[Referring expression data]
........
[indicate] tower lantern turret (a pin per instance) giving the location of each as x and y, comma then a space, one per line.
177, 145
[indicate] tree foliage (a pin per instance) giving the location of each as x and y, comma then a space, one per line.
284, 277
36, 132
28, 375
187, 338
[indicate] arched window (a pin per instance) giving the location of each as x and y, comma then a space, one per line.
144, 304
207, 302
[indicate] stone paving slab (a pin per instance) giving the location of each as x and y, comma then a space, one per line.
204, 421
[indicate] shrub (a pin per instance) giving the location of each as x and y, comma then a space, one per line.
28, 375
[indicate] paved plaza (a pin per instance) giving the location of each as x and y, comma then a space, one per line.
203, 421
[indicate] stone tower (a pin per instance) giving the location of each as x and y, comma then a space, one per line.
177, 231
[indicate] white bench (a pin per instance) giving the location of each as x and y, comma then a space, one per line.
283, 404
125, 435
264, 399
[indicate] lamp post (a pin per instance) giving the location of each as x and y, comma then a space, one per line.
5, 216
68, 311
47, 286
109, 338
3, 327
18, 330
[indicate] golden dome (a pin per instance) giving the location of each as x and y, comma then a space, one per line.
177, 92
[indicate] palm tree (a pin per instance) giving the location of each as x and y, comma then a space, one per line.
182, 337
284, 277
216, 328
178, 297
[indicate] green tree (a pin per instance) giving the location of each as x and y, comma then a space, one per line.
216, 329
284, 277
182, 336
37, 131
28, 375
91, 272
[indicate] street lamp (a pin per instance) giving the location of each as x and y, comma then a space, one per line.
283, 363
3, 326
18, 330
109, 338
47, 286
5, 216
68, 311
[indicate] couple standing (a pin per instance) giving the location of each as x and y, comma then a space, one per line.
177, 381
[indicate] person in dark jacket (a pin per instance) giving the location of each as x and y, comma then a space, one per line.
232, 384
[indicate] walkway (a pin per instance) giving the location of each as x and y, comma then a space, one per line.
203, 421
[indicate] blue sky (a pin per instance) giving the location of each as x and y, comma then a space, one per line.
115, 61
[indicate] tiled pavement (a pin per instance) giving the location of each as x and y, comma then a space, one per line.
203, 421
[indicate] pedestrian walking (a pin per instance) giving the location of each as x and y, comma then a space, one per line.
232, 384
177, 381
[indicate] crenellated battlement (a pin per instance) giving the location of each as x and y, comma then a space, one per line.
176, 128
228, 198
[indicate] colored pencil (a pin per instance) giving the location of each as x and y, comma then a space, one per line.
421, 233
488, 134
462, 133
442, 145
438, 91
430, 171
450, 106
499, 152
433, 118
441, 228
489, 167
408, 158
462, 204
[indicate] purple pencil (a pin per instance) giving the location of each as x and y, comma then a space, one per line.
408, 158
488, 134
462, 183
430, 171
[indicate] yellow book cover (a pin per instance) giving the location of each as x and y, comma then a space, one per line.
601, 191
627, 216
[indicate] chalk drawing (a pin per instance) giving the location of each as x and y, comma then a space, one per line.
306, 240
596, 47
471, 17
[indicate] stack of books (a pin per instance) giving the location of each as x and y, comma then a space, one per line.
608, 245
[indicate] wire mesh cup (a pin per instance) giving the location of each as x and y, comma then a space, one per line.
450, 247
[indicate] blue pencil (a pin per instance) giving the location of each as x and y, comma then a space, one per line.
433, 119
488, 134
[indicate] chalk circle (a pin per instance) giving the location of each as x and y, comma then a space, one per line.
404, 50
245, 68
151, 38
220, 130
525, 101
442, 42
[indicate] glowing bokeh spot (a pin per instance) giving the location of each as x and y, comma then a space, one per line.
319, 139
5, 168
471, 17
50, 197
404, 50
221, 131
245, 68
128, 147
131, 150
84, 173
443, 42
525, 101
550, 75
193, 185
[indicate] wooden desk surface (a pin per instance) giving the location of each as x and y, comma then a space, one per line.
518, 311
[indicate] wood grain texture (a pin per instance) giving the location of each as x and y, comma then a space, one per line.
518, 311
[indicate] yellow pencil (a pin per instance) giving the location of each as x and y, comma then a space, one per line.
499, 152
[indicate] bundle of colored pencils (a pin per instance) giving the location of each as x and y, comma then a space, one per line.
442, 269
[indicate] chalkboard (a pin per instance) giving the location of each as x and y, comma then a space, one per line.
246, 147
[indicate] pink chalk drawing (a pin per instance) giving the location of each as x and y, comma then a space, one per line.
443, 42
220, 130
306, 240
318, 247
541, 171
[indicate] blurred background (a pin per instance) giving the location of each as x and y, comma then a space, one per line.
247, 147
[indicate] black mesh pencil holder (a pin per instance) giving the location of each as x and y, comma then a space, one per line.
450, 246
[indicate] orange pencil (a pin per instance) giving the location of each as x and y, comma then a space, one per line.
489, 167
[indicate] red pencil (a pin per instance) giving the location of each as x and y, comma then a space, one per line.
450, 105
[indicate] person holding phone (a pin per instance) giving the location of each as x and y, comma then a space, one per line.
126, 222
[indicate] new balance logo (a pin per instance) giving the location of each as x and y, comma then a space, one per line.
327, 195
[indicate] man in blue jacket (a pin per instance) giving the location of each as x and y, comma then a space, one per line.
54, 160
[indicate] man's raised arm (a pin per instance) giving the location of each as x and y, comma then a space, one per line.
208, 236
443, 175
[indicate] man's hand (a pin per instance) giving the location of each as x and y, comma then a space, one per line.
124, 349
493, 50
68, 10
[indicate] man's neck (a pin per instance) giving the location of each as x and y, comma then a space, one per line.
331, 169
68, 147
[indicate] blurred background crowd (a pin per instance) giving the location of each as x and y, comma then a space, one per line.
........
The data should be transcribed exactly, line for line.

TASK ANSWER:
[indicate] tower lantern turret (a pin per instance) giving the location of each as x and y, comma then a space, one per line.
177, 145
[indicate] tree foliage (a pin per instance) giving the location of each as x and y, comma then a space, one per line.
284, 277
36, 132
28, 375
187, 338
[indicate] arched window (a pin per instance) giving the location of each as x and y, comma then a space, one per line.
144, 304
207, 302
[indicate] stone paving slab (a pin per instance) giving the location of each as x and y, comma then a space, one per line.
204, 421
[indicate] shrub (a pin per instance) giving the location of each as x and y, comma then a space, one per line.
28, 375
[indicate] paved plaza (a pin per instance) giving the location of each as x and y, comma then a space, one per line.
203, 421
[indicate] stone tower (a pin per instance) giving the location of each as x and y, comma then a space, one per line.
177, 231
[indicate] white bench (a pin per instance) giving the location of each as x and y, comma then a space, one per line.
283, 404
125, 435
264, 399
[indicate] lamp post (a pin per instance) giving the location of each as x and y, comma then a space, one per line.
5, 216
68, 311
47, 286
109, 338
3, 327
18, 330
[indicate] golden dome (a pin per instance) giving the location of each as x and y, comma then a space, one per line.
177, 92
[indicate] palm tree (a pin per instance) giving the location of each as x and y, comma then a space, one per line.
182, 337
284, 277
216, 328
178, 297
[indicate] green tree (a pin per instance) giving the location of each as x and y, comma then a space, one per line.
216, 329
284, 277
182, 336
37, 131
28, 375
91, 272
[indicate] street lamp (a pin per instance) giving the location of each as x and y, comma then a space, one per line.
283, 363
3, 326
18, 330
109, 338
47, 286
5, 216
68, 311
[indicate] couple standing (a pin per instance) giving the location of each as x and y, comma then a space, one per line.
177, 381
[indicate] person in dark jacket (a pin per instance) giving the location of each as x and y, comma then a space, one per line.
232, 384
[indicate] walkway (a pin per instance) giving the location of each as x and y, comma then a space, one per line.
203, 421
[indicate] blue sky (a pin per instance) giving the location of each as x and y, comma then a space, one per line.
115, 61
[indicate] tiled pavement (a pin per instance) giving the location of each as x and y, comma then a space, one per line.
203, 421
[indicate] pedestrian walking (a pin per instance) giving the location of each as x and y, comma then a space, one per line.
232, 384
177, 381
[indicate] crenellated battlement (a pin per instance) giving the location of each as x and y, comma then a space, one per line.
176, 128
228, 198
[indicate] colored pencil (a pin per instance) giving the location of each as x and y, comma then a space, one per line.
421, 233
488, 134
462, 133
442, 145
438, 91
430, 171
450, 106
499, 152
433, 118
441, 228
489, 167
408, 158
462, 204
[indicate] purple pencil (a pin per instance) giving the location of each as x and y, comma then a space, one per line.
408, 158
488, 134
462, 183
430, 171
[indicate] yellow book cover (a pin per instance) giving the location of each as x and y, comma then a space, one per line.
601, 191
627, 216
[indicate] chalk drawing (a pin per instance) giving the location of each as x and y, comma then a space, one per line.
306, 240
596, 47
471, 17
[indicate] stack of books (a pin per instance) giving the location of each as x and y, comma then a space, one per line.
608, 245
[indicate] wire mesh cup (a pin per instance) giving the location of each as x and y, comma then a space, one per line.
450, 247
[indicate] blue pencil (a pin per instance) giving the location of each as x and y, comma then a space, one per line.
433, 119
488, 134
[indicate] chalk circle (a pin per instance) giving the location of each as x and y, comma then a space, one per line.
404, 50
245, 68
151, 38
220, 130
525, 101
442, 42
[indicate] glowing bokeh spot (a pin per instance) giving the location of each as x and y, comma then a space, one per line.
319, 139
5, 168
471, 17
50, 197
404, 50
221, 131
245, 68
128, 147
131, 150
84, 173
443, 42
525, 101
550, 75
193, 185
[indicate] wooden desk surface (a pin per instance) giving the location of each as x and y, comma then a space, one per line.
518, 311
[indicate] wood grain texture (a pin per instance) giving the location of each as x and y, comma then a space, one per line.
518, 311
[indicate] yellow pencil (a pin per instance) giving the location of each as x and y, comma then a space, one per line.
499, 152
[indicate] bundle of colored pencils (a pin per instance) giving the location of each as x and y, comma then a space, one per line.
442, 269
[indicate] chalkboard (a pin per instance) giving the location of each as x and y, comma then a space, one per line.
246, 147
[indicate] pink chalk drawing (a pin per instance) giving the location of each as x and y, comma then a space, one per line.
443, 42
220, 130
306, 240
318, 247
541, 171
[indicate] blurred background (a pin per instance) giving the location of each as x and y, comma then a space, one per line.
247, 147
[indicate] black mesh pencil holder (a pin per instance) giving the location of each as x and y, comma then a space, one per line.
450, 246
[indicate] orange pencil (a pin per instance) giving the location of each as x and y, comma then a space, one per line.
489, 167
[indicate] red pencil (a pin per instance) giving the location of each as x and y, comma then a space, one per line.
450, 105
[indicate] person holding phone (a pin per instance) giving the location of each as x and y, comma then a space, one per line.
126, 222
[indicate] new balance logo (a pin per instance) giving the location of each as x and y, comma then a space, one per line.
327, 195
[indicate] man in blue jacket (a pin per instance) giving the location of each as x and y, comma then a space, one per line.
54, 160
[indicate] man's raised arm (a pin per instance) giving the location of each as x and y, comma then a space, one per line.
208, 236
443, 175
[indicate] man's hand (a pin per instance) giving the location of each as x and y, comma then a space, one per line.
124, 349
493, 50
68, 10
[indicate] man's neck (a pin per instance) giving the location of each as x and y, comma then a space, one per line.
331, 169
68, 147
[indicate] blurred background crowd (a pin per instance) giving the location of each as x and y, comma then a space, one per line.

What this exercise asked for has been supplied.